## PROBLEM
Give all of the lines below as a two-column CSV with the columns task and value. Use one row per entry, with the entry's text in task and its full answer in value, each in a single quoted field with line breaks turned into spaces, and leave the pictures out.

Image region outline records
↓↓↓

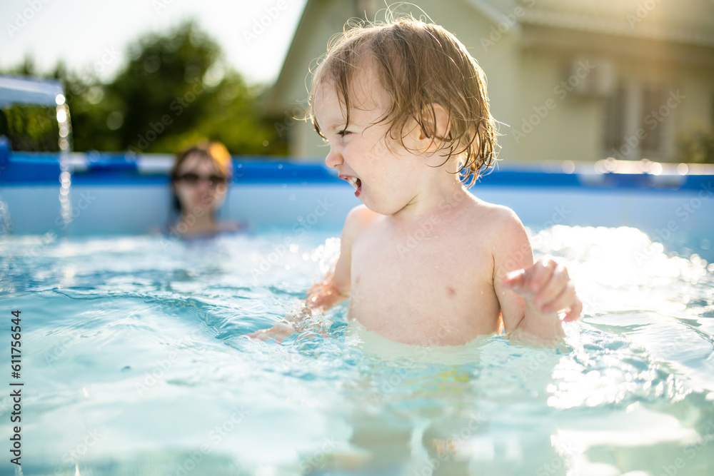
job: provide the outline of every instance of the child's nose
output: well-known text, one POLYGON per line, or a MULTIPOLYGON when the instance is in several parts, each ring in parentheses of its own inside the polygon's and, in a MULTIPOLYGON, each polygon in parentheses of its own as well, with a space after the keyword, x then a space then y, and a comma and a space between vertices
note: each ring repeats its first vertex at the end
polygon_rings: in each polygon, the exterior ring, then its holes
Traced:
POLYGON ((331 168, 336 168, 342 162, 342 154, 335 150, 334 148, 331 147, 330 153, 325 158, 325 165, 331 168))

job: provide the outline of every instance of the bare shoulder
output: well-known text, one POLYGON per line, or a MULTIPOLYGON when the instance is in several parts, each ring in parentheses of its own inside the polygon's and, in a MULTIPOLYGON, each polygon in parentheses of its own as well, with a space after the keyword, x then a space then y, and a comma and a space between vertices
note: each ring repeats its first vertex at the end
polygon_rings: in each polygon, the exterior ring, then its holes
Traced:
POLYGON ((489 203, 478 198, 475 198, 470 205, 470 215, 473 219, 496 240, 524 230, 521 218, 507 206, 489 203))
POLYGON ((352 208, 345 218, 345 226, 342 229, 342 239, 354 240, 379 213, 372 211, 364 205, 358 205, 352 208))
POLYGON ((513 270, 533 264, 533 249, 526 228, 521 218, 507 206, 475 201, 478 226, 483 231, 483 243, 487 243, 493 257, 495 270, 502 267, 513 270))

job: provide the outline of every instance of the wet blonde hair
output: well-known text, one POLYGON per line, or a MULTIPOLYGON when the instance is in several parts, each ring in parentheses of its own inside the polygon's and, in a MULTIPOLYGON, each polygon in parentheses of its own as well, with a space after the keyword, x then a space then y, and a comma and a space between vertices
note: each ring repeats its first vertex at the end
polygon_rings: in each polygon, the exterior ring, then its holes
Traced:
POLYGON ((438 151, 448 150, 447 161, 458 157, 458 173, 467 186, 493 166, 498 143, 483 71, 452 34, 412 18, 385 24, 348 23, 330 41, 313 76, 307 112, 321 136, 324 137, 313 109, 319 86, 334 84, 348 125, 355 77, 371 65, 391 98, 386 112, 376 123, 389 123, 387 133, 393 140, 406 148, 403 131, 413 118, 432 143, 441 142, 438 151), (444 137, 436 131, 434 104, 448 115, 444 137))

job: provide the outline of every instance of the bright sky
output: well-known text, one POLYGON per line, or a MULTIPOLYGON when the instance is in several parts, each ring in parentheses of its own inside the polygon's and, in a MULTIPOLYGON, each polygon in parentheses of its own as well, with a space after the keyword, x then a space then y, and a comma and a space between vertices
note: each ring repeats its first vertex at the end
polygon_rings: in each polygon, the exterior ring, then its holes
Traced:
POLYGON ((193 19, 248 81, 272 82, 306 1, 1 0, 0 68, 17 66, 30 54, 42 72, 62 59, 70 70, 106 79, 142 34, 166 32, 193 19))

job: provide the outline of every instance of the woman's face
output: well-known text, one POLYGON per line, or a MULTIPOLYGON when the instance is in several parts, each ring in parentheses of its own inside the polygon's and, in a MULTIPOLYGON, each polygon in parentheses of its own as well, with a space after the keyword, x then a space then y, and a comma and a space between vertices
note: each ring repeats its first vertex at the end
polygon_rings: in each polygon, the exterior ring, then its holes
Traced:
POLYGON ((199 155, 187 157, 176 171, 174 190, 184 215, 213 212, 226 199, 226 176, 213 161, 199 155))

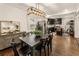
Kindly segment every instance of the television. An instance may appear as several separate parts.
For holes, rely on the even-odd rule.
[[[62,18],[48,18],[48,24],[49,25],[54,25],[54,24],[62,24]]]
[[[48,19],[48,24],[49,24],[49,25],[55,24],[55,19],[49,18],[49,19]]]

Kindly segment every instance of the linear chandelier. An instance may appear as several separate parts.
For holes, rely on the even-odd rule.
[[[42,16],[42,17],[45,17],[45,12],[43,12],[42,10],[39,9],[39,4],[38,4],[38,7],[29,7],[27,9],[27,15],[31,15],[31,14],[34,14],[36,16]]]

↑↑↑

## SOLUTION TO THE EXERCISE
task,value
"job: provide the outline of every instance of the child's nose output: well-known text, one POLYGON per line, or a MULTIPOLYGON when the instance is in several parts, each ring in parentheses of its own inside the polygon's and, in a MULTIPOLYGON, each polygon in parentheses of its own as well, with a space after the keyword, x then a space then y, and a comma and a space between vertices note: each ring repeats its first vertex at the end polygon_rings: in each polygon, the exterior ring, then its holes Traced:","POLYGON ((331 168, 336 168, 342 162, 342 154, 335 150, 334 148, 331 147, 330 153, 325 158, 325 165, 331 168))"
"job: provide the outline of every instance of the bare shoulder output: well-known text, one POLYGON per line, or a MULTIPOLYGON when the instance is in several parts, each ring in parentheses of its own inside the polygon's and, in a MULTIPOLYGON, each polygon in parentheses of its own as well, with a space after the keyword, x then a space then y, and a comma and a space between vertices note: each ring repeats its first vertex at the end polygon_rings: in each polygon, the exterior ring, then its holes Traced:","POLYGON ((489 203, 478 198, 475 198, 470 205, 470 215, 473 219, 496 240, 524 230, 521 218, 507 206, 489 203)) POLYGON ((352 208, 345 218, 345 226, 342 229, 342 239, 354 240, 379 213, 372 211, 364 205, 358 205, 352 208)) POLYGON ((513 270, 533 264, 533 249, 526 228, 521 218, 507 206, 475 201, 478 226, 483 231, 483 243, 487 243, 493 257, 495 270, 502 267, 513 270))"
"job: provide the outline of every instance of the wet blonde hair output: well-known text, one POLYGON per line, or a MULTIPOLYGON when the instance is in several parts, each ring in parentheses of its own inside the polygon's and, in a MULTIPOLYGON, each polygon in parentheses of its own as well, with a space after the keyword, x then a space then y, and a comma and a space between vertices note: each ring repeats its first vertex at the end polygon_rings: in each polygon, the exterior ring, then its holes Traced:","POLYGON ((438 151, 448 150, 447 161, 458 157, 458 173, 467 186, 493 166, 498 143, 483 71, 452 34, 412 18, 385 24, 348 23, 330 41, 313 76, 307 112, 321 136, 324 137, 313 109, 319 86, 334 84, 348 125, 355 77, 371 65, 391 98, 386 112, 376 123, 389 123, 387 133, 393 140, 406 148, 403 131, 413 118, 432 143, 441 142, 438 151), (444 137, 436 131, 434 104, 448 115, 444 137))"
"job: provide the outline of every instance of the bright sky output: well-known text, one POLYGON per line, or a MULTIPOLYGON when the instance is in several parts, each ring in parentheses of its own inside the polygon's and, in a MULTIPOLYGON, each polygon in parentheses of its own as well, with a space after the keyword, x then a space then y, and a comma and a space between vertices note: each ring repeats its first vertex at the end polygon_rings: in each polygon, the exterior ring, then its holes Traced:","POLYGON ((193 19, 248 81, 272 82, 306 1, 1 0, 0 68, 17 66, 30 54, 42 72, 62 59, 70 70, 106 79, 142 34, 166 32, 193 19))"
"job: provide the outline of every instance of the woman's face output: well-known text, one POLYGON per line, or a MULTIPOLYGON when the instance is in several parts, each ring in parentheses of its own inside the polygon's and, in a MULTIPOLYGON, each polygon in parentheses of its own as well, with a space after the keyword, x then a space then y, and a comma and a space between vertices note: each ring repeats its first vertex at the end polygon_rings: in each polygon, the exterior ring, then its holes Traced:","POLYGON ((199 155, 187 157, 176 171, 174 190, 184 215, 213 212, 226 199, 226 176, 213 161, 199 155))"
"Kindly segment every instance of the television. An instance may appear as several separate parts. For holes, rely on the even-odd rule.","[[[62,18],[48,18],[48,24],[49,25],[54,25],[54,24],[62,24]]] [[[48,19],[48,24],[49,24],[49,25],[55,24],[55,19],[49,18],[49,19]]]"
"Kindly segment every instance of the linear chandelier. An instance may appear as several separate parts. For holes, rely on the even-odd rule.","[[[42,16],[42,17],[45,17],[45,12],[43,12],[42,10],[39,9],[39,4],[38,4],[38,7],[29,7],[27,9],[27,15],[31,15],[31,14],[34,14],[36,16]]]"